**Task objective:** Scan the entries for the word "reflection" and report how many lines contain it, as a number with no other words.
━━━ Recorded information ━━━
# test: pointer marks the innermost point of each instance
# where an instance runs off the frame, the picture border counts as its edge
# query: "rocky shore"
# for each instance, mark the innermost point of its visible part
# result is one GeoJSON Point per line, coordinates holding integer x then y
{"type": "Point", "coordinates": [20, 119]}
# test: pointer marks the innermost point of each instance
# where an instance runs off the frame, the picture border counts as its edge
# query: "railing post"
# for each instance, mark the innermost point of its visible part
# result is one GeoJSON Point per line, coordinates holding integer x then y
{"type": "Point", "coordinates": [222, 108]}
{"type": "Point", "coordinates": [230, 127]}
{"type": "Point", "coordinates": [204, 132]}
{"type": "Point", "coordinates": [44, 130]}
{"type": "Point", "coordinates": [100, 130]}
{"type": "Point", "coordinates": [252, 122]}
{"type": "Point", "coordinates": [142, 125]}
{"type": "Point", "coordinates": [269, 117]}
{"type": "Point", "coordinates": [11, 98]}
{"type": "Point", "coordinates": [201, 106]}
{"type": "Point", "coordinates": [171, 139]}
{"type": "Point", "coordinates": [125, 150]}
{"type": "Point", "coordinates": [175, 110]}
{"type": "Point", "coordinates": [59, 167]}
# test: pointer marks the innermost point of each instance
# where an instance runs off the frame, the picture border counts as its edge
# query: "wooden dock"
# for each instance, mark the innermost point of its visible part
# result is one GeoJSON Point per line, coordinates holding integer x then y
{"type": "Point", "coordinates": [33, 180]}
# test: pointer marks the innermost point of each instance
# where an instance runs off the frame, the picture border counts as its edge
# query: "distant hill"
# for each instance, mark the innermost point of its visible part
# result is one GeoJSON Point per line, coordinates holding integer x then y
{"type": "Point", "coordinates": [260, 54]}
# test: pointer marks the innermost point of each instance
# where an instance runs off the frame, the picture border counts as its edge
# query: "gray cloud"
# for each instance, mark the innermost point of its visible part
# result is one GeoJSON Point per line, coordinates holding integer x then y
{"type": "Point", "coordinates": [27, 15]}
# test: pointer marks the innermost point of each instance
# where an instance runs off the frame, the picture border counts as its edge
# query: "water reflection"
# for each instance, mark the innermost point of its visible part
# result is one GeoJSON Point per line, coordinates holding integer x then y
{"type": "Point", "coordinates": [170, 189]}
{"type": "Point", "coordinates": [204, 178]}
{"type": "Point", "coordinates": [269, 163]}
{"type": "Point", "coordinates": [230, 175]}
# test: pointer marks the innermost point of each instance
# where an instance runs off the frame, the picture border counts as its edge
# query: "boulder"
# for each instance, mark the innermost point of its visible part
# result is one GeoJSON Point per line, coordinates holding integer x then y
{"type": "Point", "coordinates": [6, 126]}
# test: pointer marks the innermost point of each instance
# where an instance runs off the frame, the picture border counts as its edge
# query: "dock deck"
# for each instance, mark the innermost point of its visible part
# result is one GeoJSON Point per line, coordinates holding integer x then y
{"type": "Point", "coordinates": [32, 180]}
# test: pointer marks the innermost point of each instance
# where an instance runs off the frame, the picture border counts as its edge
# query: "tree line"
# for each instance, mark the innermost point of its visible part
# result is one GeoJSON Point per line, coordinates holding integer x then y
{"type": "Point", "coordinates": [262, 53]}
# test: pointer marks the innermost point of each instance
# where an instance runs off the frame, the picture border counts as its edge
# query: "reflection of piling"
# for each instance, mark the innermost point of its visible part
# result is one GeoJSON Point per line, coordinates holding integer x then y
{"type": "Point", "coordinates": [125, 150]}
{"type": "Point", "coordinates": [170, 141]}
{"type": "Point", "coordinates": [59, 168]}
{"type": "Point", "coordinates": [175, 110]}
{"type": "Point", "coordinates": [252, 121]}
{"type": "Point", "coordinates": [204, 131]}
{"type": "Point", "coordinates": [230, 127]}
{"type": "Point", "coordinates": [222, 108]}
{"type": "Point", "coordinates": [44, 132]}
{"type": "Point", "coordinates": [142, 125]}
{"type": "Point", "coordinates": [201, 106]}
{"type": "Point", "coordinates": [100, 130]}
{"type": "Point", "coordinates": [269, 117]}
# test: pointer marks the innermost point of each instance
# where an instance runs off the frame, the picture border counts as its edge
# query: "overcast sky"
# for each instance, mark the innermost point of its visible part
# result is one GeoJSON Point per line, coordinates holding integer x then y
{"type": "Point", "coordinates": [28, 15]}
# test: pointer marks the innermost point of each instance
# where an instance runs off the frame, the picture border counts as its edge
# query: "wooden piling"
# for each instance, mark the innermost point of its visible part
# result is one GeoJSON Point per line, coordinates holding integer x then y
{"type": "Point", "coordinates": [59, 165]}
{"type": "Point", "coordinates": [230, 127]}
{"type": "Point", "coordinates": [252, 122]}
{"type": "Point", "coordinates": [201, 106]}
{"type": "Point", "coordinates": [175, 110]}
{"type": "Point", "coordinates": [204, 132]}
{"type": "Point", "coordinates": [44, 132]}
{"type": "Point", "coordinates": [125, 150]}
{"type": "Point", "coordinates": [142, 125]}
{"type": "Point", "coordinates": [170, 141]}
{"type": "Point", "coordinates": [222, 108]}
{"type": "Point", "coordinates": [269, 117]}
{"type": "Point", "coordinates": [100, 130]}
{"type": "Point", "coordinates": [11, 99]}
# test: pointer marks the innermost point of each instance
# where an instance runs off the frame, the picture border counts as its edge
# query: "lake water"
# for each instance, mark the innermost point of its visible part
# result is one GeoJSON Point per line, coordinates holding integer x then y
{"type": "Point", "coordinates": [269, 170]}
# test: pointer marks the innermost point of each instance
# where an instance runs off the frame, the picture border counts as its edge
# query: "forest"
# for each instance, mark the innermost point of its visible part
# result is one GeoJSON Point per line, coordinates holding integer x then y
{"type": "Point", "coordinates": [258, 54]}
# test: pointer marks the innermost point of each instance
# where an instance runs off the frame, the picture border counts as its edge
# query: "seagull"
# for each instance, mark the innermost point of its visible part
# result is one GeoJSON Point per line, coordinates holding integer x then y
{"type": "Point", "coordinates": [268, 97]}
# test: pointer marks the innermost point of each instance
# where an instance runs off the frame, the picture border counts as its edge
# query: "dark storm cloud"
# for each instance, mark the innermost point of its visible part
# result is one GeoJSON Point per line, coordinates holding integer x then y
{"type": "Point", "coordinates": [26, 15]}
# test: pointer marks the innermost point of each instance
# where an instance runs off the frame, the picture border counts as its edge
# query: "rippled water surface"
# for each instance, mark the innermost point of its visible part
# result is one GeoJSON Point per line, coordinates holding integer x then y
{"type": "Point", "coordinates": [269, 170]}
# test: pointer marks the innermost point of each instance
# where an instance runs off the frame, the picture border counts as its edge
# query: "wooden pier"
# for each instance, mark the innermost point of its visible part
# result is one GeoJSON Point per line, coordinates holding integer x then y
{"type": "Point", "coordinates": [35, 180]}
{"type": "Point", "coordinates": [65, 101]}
━━━
**Task output:** 2